Extrait choisi:
-*-*-

Si l’on pense aux personnages qui représentent le Portugal, Amalia Rodrigues est sans doute à la tête de cette liste. Surnommée la « Reine du Fado », Amalia est la chanteuse qui a le plus popularisé le Fado dans le monde en enregistrant plus de 170 disques dans sa vie. Cette reconnaissance l’ont rendue une des plus importantes ambassadrices culturelles du pays et sa voix restera à jamais gravée dans l’histoire de la musique.
Une enfance dans la pauvreté
Amalia da Piedade Rebordão Rodrigues naît en juillet 1920 à Pena (petite ville près de Lisbonne), cinquième enfant d’une famille pauvre. Sa passion pour la musique lui vient de son père cordonnier qui jouait de la trompette pour la fanfare de Fundao. Au début, Amalia ne chantait que pour son grand-père et c’est à l’âge de 9 ans qu’elle chante pour la première fois en public lors d’une fête de son école. A l’âge de 12 ans, elle a dû, comme la plupart des enfants portugais à l’époque, quitter l’école pour aider financièrement la famille en trouvant un travail qu’elle obtient dans une entreprise d’emballage de gâteaux. C’est durant cette période difficile de transition qu’elle essaye de se donner la mort en buvant une décoction de tête d’allumettes.
A 15 ans, lorsqu’elle est en train de vendre des fruits et légumes avec une de ses sœurs à Lisbonne, elle se fait remarquer par un chasseur de talents et participe au défilé populaire d’Alcântara. L’entraineur du défilé est tellement marqué par la voix de la jeune Amalia qu’il lui propose de l’inscrire à un concours de nouveaux talents le Concurso de Primavera (Concours de Printemps) dans lequel on attribue le titre de Rainha do Fado dos barrios (Reine du fado des quartiers).
Ce concours sera un tournant pour Amalia car elle se fera remarquer par un spectateur qui la recommandera à Jorge Soriano, à l’époque directeur de la Casa do Fado (Maison du Fado). Mais c’est également durant ce concours qu’elle rencontrera son premier mari, Francisco Da Cruz, guitariste avec qui elle se mariera en 1940. Ce moment d’idylle est cassé par le refus de sa famille de lui faire intégrer la prestigieuse maison du fado auquel se cumulera l’échec de son mariage qui aura duré moins de deux ans. Elle essayera de se donner la mort encore deux fois.

-*-*-

Consigne 1: Recopiez le passage du texte sur Amalia Rodrigues qui va de « A 15 ans, lorsqu’elle » jusqu'à « fado des quartiers). ».
Consigne 2: D'après le texte sur Amalia Rodrigues, à quel âge chante-t-elle pour la première fois en public ?
Les entrées proviennent d'une autre source.

Étiquettes des points d'objets
-*-*-

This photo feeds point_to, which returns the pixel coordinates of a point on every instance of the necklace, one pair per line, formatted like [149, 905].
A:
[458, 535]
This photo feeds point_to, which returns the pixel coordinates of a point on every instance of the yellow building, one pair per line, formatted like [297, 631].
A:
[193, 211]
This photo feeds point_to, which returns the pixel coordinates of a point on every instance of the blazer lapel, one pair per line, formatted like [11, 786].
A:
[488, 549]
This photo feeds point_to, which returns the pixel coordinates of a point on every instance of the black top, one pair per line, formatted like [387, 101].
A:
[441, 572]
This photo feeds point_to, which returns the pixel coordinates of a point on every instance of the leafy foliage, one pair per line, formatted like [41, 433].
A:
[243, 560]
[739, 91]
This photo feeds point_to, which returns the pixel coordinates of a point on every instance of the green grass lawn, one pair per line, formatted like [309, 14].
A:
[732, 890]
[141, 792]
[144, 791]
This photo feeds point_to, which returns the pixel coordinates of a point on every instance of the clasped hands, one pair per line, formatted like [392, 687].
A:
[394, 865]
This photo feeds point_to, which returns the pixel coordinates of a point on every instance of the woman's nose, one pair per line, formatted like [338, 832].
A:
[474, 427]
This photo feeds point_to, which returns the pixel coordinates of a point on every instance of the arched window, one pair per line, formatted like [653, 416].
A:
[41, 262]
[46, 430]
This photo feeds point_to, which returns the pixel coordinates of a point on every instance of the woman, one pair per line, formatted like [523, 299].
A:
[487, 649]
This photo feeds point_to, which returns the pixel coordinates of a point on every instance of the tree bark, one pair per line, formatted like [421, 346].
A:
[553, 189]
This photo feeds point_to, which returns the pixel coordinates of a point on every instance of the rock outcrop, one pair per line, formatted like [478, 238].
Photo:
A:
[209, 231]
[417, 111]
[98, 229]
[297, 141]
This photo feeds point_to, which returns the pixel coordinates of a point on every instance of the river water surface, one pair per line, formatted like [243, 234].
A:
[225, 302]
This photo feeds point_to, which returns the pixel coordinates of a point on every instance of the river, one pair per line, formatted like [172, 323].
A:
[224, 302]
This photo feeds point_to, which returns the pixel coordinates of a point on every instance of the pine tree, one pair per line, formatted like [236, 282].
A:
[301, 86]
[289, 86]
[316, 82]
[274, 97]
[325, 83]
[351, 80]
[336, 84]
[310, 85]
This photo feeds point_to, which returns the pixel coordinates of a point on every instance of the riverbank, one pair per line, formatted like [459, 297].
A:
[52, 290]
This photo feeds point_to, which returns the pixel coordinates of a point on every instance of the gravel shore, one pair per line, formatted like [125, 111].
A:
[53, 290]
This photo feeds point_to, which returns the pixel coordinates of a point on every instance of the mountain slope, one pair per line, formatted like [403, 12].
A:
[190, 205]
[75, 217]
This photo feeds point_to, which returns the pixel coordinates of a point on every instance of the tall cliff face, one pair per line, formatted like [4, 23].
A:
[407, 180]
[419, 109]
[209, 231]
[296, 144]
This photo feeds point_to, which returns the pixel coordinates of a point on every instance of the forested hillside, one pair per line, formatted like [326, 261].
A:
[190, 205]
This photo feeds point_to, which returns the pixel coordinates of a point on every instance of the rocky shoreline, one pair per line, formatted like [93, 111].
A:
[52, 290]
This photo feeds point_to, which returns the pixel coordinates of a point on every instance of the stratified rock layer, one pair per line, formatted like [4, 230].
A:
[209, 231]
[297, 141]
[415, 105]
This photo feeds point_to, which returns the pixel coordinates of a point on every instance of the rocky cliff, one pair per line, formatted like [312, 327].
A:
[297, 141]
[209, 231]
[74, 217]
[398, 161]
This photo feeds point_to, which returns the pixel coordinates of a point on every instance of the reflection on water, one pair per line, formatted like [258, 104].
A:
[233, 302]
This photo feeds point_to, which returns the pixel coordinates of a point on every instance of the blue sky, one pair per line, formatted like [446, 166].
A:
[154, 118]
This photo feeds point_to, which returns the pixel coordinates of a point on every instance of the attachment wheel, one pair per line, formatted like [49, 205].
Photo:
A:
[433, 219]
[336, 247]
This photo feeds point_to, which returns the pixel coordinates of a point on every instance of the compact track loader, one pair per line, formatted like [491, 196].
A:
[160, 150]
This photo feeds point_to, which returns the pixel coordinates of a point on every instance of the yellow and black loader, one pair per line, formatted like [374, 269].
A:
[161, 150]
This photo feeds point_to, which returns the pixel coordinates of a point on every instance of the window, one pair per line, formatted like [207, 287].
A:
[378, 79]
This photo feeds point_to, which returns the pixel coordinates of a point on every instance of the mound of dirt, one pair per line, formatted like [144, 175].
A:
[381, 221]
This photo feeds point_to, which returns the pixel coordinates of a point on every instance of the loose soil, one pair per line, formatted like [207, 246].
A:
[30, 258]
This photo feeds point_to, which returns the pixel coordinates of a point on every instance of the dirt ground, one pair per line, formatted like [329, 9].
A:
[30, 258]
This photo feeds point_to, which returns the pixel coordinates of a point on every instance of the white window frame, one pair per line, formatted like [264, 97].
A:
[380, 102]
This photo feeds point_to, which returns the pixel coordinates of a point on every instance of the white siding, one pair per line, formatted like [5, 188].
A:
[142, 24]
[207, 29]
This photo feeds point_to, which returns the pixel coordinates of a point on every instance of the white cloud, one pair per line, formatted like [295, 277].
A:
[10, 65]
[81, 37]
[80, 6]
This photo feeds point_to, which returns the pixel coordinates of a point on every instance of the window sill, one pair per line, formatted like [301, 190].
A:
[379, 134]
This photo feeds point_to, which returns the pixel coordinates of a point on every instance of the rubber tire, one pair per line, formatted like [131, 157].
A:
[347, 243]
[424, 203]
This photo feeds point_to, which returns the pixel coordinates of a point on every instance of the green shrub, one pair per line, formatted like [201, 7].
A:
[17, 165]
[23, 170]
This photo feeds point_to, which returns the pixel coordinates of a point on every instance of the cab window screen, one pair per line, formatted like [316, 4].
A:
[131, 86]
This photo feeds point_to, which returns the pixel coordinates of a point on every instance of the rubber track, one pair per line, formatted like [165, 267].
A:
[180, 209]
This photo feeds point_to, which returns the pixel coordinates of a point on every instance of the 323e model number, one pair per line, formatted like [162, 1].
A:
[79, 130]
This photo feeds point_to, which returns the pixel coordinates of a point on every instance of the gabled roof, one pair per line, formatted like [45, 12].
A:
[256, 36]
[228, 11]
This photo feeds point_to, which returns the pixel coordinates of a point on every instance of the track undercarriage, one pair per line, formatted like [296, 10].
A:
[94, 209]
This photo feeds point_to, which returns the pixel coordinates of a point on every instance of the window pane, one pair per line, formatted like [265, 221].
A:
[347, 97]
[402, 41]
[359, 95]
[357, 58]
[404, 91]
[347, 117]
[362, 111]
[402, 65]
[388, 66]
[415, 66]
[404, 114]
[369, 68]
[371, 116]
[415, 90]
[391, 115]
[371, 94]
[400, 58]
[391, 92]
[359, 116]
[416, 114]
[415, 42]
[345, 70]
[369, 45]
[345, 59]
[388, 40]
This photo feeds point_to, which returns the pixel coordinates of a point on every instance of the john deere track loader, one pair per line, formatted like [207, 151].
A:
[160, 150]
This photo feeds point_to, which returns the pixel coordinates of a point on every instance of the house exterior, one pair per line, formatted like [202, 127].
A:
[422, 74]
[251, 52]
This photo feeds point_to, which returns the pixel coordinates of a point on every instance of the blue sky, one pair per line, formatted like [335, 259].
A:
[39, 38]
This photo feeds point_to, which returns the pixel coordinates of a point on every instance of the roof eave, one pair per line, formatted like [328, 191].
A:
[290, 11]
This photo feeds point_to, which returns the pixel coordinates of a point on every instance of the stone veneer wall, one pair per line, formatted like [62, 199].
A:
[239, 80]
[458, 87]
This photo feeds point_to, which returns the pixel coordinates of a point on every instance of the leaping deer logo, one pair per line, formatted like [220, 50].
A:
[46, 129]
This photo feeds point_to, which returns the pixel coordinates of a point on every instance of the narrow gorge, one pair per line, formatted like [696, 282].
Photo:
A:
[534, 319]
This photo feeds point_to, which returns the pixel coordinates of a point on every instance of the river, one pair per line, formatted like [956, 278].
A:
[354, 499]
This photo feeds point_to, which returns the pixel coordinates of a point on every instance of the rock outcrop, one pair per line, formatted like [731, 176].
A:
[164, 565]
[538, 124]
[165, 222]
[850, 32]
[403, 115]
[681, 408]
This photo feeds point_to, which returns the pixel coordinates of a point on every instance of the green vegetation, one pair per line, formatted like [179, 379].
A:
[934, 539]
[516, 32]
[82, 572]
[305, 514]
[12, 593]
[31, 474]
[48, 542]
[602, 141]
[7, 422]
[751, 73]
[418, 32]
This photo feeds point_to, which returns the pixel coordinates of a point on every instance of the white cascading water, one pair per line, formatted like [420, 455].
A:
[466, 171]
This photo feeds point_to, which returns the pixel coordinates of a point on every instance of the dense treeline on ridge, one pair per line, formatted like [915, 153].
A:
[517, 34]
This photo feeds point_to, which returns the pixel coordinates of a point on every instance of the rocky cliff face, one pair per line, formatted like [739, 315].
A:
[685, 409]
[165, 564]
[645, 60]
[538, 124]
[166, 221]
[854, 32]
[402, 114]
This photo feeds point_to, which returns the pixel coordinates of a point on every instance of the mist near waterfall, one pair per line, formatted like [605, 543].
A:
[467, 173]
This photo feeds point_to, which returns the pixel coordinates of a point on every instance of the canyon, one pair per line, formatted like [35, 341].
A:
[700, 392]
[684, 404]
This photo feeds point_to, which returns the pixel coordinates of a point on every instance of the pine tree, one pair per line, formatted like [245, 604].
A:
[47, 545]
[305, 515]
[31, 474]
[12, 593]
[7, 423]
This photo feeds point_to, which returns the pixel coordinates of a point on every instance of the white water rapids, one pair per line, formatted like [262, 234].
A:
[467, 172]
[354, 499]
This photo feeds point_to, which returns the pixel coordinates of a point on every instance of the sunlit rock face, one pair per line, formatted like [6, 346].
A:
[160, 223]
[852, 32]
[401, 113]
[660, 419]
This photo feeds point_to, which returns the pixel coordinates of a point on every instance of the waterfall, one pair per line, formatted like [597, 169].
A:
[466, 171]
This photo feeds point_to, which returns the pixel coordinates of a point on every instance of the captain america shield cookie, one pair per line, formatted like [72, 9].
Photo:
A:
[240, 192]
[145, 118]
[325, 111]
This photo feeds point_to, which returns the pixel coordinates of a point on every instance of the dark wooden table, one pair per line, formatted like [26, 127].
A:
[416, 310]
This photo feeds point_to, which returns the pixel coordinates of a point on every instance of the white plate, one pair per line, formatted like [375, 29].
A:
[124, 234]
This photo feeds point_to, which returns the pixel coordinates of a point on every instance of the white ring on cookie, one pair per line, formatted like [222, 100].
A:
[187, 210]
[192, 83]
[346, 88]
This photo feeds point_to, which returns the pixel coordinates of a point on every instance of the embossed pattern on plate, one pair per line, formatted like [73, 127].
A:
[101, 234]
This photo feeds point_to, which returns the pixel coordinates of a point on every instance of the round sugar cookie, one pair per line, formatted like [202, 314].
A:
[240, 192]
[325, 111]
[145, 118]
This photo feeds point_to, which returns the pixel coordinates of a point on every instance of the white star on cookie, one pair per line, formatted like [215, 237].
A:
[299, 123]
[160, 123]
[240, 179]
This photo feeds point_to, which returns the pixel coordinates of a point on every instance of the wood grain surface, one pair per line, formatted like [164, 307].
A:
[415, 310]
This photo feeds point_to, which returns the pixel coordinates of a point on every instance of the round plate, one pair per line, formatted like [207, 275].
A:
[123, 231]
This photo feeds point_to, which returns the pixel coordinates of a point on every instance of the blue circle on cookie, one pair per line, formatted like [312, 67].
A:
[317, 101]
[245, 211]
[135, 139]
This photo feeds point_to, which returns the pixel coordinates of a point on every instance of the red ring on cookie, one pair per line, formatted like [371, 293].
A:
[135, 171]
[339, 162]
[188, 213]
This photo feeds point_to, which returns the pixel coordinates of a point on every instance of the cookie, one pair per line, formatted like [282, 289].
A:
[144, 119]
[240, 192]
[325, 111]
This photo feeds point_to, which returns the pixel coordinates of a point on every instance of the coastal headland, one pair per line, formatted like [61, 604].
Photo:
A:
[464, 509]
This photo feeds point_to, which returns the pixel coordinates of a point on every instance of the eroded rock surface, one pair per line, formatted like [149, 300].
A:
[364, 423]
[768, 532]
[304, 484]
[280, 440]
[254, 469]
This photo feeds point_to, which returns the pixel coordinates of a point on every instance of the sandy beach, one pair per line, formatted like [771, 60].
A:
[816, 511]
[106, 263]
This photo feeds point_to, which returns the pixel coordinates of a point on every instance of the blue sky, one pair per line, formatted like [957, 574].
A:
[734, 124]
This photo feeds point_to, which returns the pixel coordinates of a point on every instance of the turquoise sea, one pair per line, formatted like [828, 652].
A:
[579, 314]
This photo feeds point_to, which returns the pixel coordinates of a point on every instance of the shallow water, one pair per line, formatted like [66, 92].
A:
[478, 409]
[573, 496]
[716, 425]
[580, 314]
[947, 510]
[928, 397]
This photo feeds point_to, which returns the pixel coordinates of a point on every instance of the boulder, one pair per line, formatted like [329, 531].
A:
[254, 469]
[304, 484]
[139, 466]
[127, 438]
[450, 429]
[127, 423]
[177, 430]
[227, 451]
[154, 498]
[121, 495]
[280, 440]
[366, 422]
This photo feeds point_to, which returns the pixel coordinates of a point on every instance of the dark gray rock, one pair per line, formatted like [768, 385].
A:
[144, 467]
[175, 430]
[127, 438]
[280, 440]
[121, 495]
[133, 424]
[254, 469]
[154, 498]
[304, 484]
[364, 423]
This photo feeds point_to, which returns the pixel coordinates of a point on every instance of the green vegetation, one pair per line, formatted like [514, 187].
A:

-*-*-

Réponse complète 1:
A 15 ans, lorsqu’elle est en train de vendre des fruits et légumes avec une de ses sœurs à Lisbonne, elle se fait remarquer par un chasseur de talents et participe au défilé populaire d’Alcântara. L’entraineur du défilé est tellement marqué par la voix de la jeune Amalia qu’il lui propose de l’inscrire à un concours de nouveaux talents le Concurso de Primavera (Concours de Printemps) dans lequel on attribue le titre de Rainha do Fado dos barrios (Reine du fado des quartiers).

Réponse complète 2: À 9 ans, lors d'une fête de son école.